» Excerto do texto:
+ + +

Valha-nos a Senhora de Fátima!

António Rego Chaves

Que faz tanta gente aqui? Num país onde as pessoas sabem tudo o que se passa depois de verem a faca e o alguidar dos telejornais, a senhora que perdeu o filho por causa do tiroteio entre os gandulos, o pedófilo sempre à procura de meninos (ai, Dona Dolores, que pena não terem transmitido imagens boas para vermos tudo o que esse malandro fez, que eu cá gosto é de ver tudo, tudo, está-me a entender?), por que raio vem tanta gente à Feira do Livro?

A meu lado, alguém me sussurra: cuidado, olha que estas não são as mesmas pessoas que vêem o Big Brother. Aqui só está gente que não desce à TVI, à SIC, ao serviço público «bestialmente competitivo» da RTP-1. Aqui só verás a fina flor dos lisboetas.

Abro olhos e ouvidos: crianças uivam de tédio, homens e mulheres bocejam sem esconder a língua, idosos ultrapassam o presbitismo para fixar os olhos em livros «modernaços»: a telenovela de Marcelo (Proust), o policial de Francisco (Kafka), a maratona de Tiago (Joyce). Um feirante salta para a tribuna improvisada cuja base são os volumes de todas as enciclopédias transportadas para o Parque Eduardo VII e arenga às massas: «Mamai Proust, ó queridos bebés; provai Kafka, ó privilegiados trabalhadores ainda com trabalho; afiai as dentaduras e mordei o Ulisses, ó incorrigíveis camilistas! Ou então naufragai todos de vez e metei-vos no mesmo barco com O Livro do Desassossego escondido nas fraldas, misturado com as sanduíches do farnel, arrumado no caixão de bordo. Comprai, comprai, minha gente!»

+ + +

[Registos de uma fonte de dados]
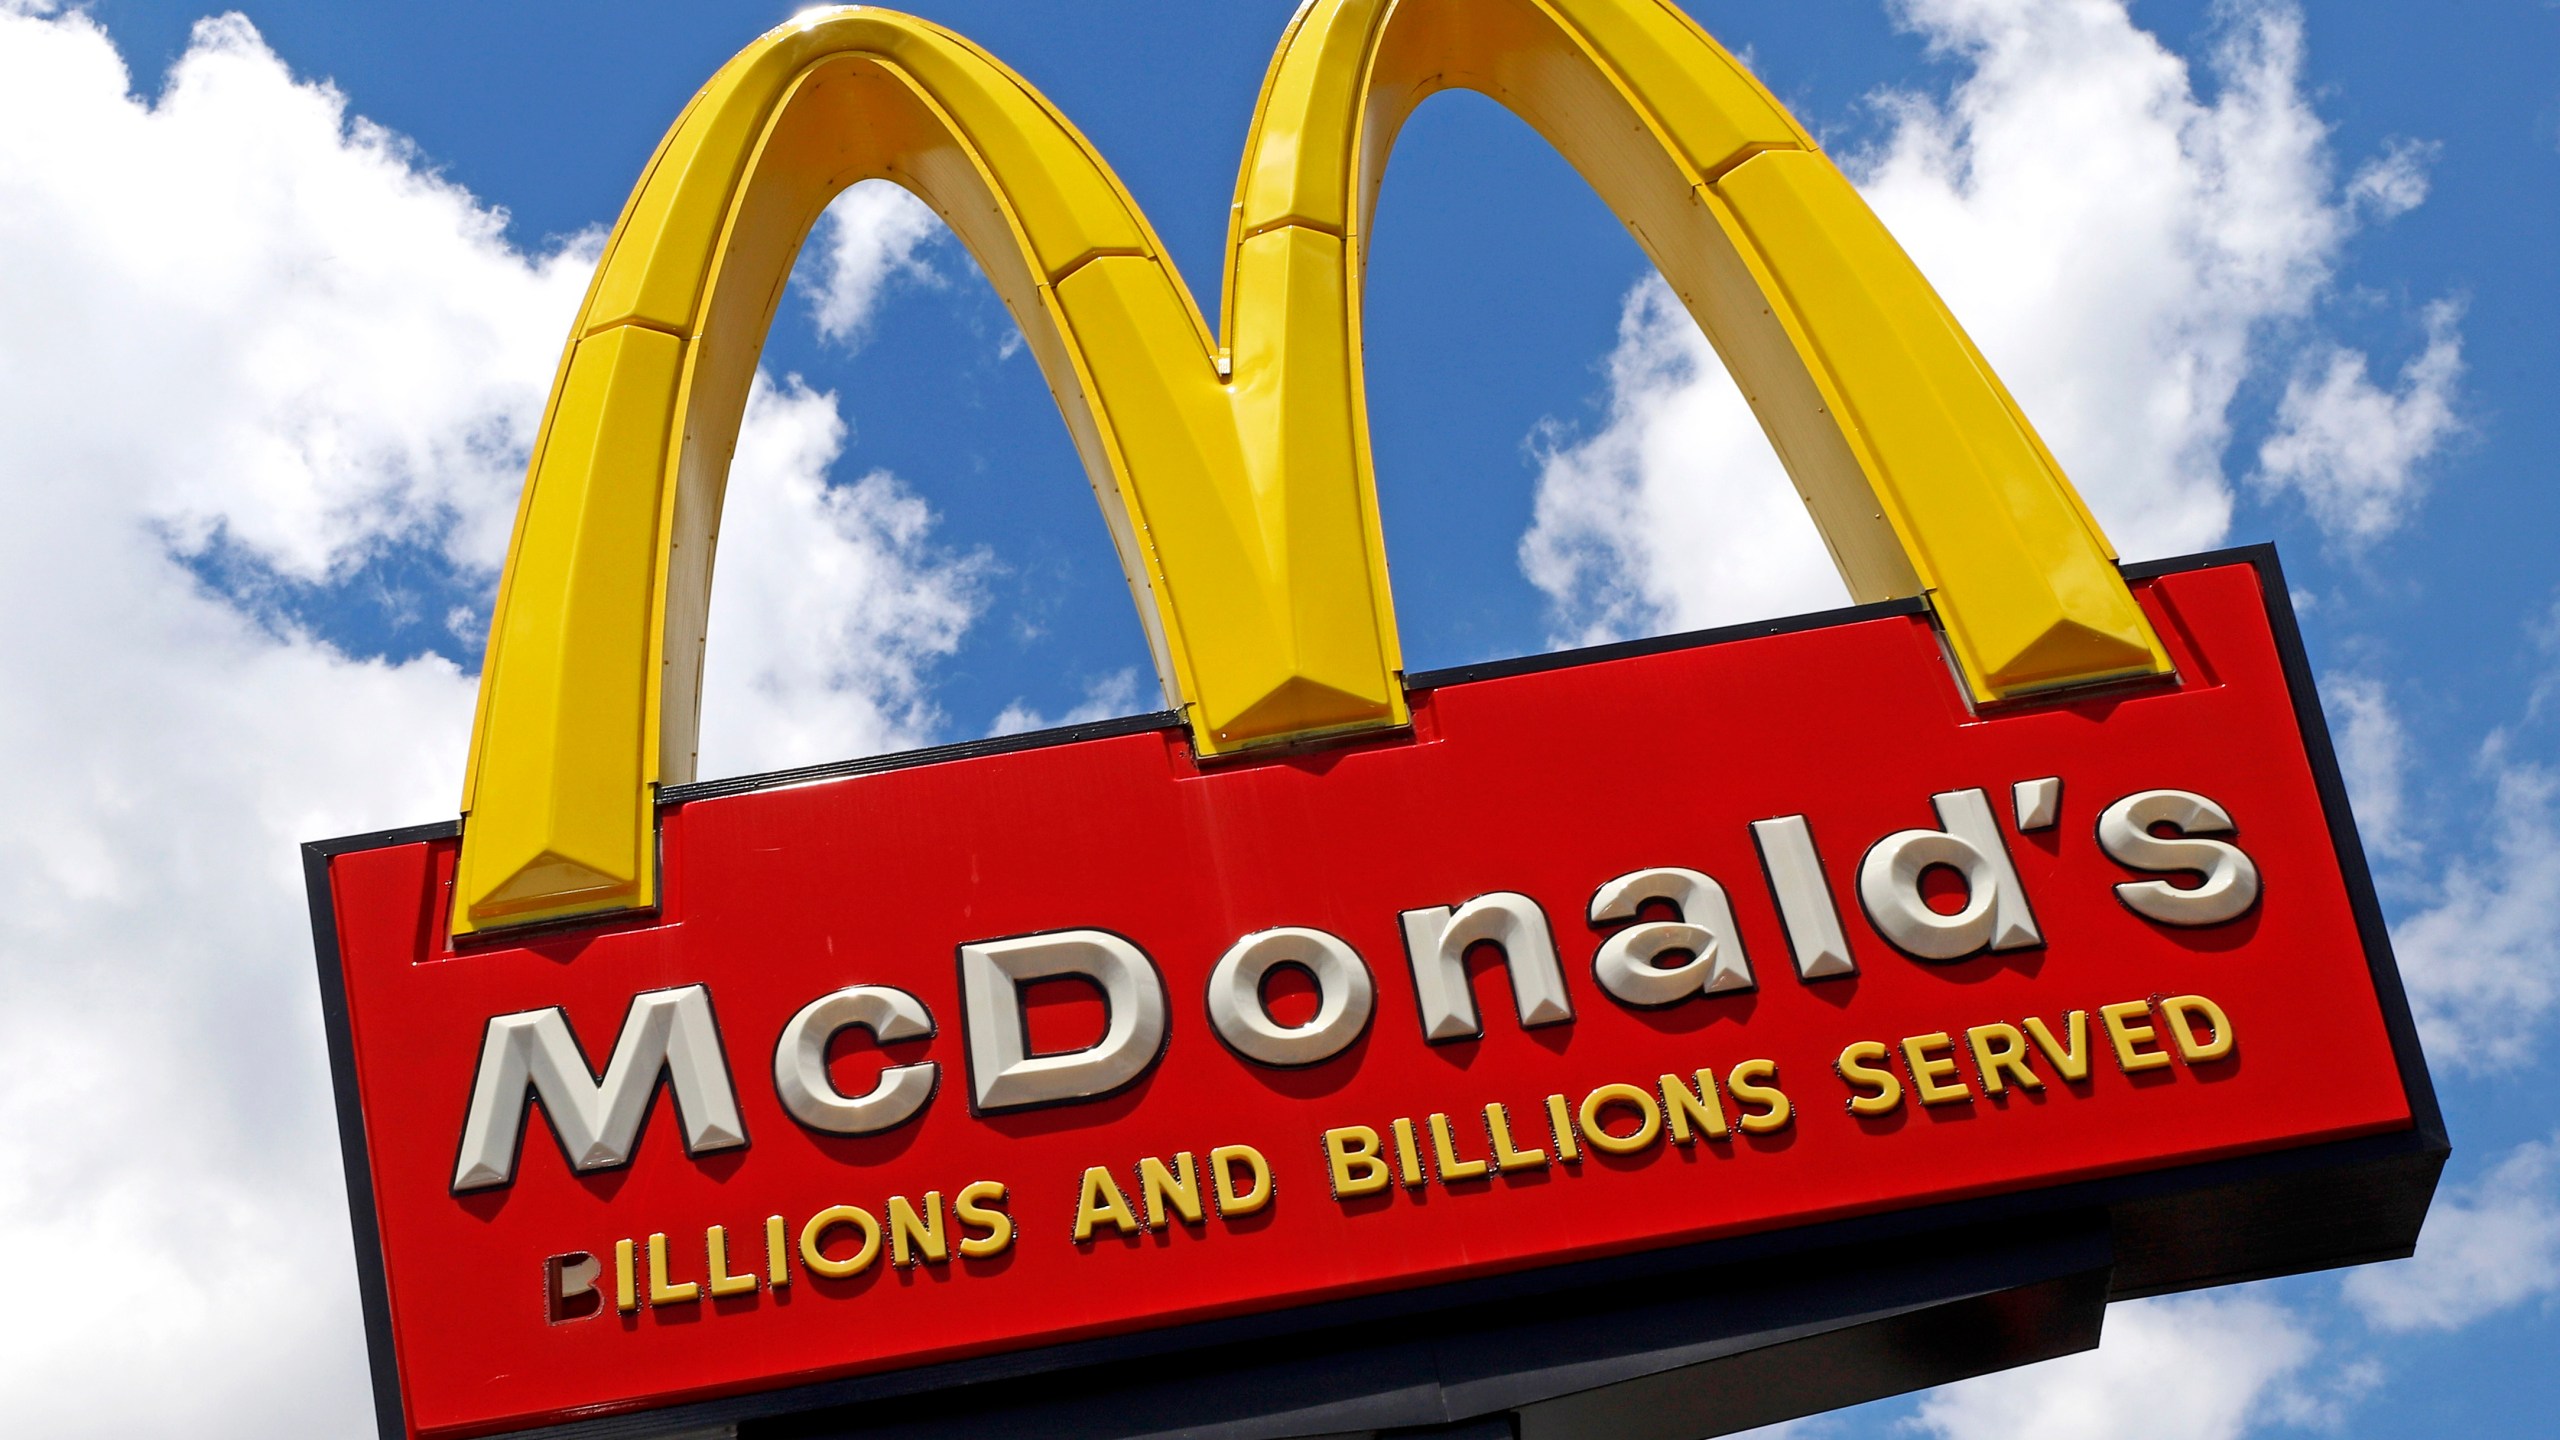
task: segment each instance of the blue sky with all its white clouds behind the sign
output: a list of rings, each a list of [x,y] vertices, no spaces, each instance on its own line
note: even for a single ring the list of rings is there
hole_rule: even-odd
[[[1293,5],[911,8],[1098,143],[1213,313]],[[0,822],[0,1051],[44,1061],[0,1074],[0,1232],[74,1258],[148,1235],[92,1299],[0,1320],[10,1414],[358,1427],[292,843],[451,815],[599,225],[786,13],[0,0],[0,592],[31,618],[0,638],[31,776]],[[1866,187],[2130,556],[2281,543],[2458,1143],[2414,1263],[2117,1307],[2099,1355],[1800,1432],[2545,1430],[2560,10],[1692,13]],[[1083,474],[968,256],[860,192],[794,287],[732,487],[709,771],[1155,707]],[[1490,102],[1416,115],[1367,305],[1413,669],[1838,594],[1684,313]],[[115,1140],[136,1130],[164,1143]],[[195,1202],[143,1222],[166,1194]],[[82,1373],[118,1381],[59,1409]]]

+ + +

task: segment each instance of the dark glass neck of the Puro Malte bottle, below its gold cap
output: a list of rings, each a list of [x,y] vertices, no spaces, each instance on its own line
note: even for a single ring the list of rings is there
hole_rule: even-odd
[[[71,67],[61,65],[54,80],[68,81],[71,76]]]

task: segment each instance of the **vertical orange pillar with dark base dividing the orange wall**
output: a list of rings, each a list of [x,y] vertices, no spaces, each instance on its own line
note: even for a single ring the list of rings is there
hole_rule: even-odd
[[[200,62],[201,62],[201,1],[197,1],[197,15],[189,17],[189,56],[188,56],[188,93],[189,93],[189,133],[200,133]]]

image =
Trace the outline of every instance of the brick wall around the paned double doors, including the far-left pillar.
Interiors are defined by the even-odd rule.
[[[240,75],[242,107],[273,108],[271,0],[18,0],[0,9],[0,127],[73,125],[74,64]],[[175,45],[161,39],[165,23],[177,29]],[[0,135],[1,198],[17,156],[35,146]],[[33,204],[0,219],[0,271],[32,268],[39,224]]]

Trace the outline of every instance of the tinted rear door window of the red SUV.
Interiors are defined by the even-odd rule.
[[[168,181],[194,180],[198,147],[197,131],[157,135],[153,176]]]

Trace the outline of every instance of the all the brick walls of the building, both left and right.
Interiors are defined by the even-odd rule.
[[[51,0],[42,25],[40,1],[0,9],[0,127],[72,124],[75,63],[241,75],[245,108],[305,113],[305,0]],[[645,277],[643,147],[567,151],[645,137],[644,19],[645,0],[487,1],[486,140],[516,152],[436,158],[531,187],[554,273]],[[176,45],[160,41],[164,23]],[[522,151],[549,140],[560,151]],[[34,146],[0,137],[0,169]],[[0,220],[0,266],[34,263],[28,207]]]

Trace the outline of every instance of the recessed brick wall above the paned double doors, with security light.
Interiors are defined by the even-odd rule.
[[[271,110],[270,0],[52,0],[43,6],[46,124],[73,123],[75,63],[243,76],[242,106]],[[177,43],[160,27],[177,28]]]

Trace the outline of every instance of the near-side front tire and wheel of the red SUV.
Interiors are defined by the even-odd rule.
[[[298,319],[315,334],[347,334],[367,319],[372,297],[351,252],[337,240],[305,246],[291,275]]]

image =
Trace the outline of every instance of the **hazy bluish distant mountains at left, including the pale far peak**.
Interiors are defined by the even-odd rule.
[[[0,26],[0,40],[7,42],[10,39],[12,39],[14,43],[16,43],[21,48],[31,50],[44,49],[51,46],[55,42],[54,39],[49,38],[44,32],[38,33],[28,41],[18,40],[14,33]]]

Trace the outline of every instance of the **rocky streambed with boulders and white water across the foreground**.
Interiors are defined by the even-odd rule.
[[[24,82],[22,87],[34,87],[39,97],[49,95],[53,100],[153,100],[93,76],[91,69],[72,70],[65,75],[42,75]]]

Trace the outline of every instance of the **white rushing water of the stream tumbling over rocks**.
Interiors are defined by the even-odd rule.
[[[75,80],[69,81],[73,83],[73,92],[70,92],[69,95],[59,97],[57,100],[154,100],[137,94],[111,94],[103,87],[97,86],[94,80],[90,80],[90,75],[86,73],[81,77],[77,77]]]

+ + +

» Tarefas e exercícios:
- a) Responda com base no texto sobre a Feira do Livro:
(i) Para que parque foram transportados os volumes das enciclopédias?
(ii) Que três canais de televisão refere a pessoa que sussurra ao lado do narrador?
(iii) Que livro diz o feirante para esconder nas fraldas?
- b) Escreva a continuação do texto sobre a Feira do Livro a partir da última frase apresentada.

» Respostas por ordem:
- a)
(i) Para o Parque Eduardo VII.
(ii) A TVI, a SIC e a RTP-1.
(iii) O Livro do Desassossego.

- b)
Mas afinal o que importa – não será mesmo, ó meu inultrapassável judoca Mário Cesariny – se calhar «o que importa não é haver gente com fome, porque assim como assim ainda há muita gente que come», se calhar o que importa é que amanhã haja «bola, antes de haver cinema, madame blanche e parola». Não era mais ou menos assim o golpe que ensinavas para nos defendermos da temível boçalidade triunfante?

Que faz tanta gente aqui? Aí vai: está apenas a dar um passeio, a descansar do monstruoso stress provocado desde há vários dias por ver lá longe, nos antípodas, 22 homens de todo o mundo a correr atrás de uma bola, entre insultos, caneladas e cabeçadas no adversário mais a jeito, tristes destrezas e torpezas a que os euros e os dólares obrigam. Os euros e os dólares, depois do velho escudo perdido por esta tristonha pátria à mercê de fadistas e futebolistas, hoje ajoelhada em Fátima pelo seu Santo Condestável, Dom Luís Álvares de Figo. E Figo.

Publicado no «Diário de Notícias de 5.6.2002 (72.ª Feira do Livro de Lisboa)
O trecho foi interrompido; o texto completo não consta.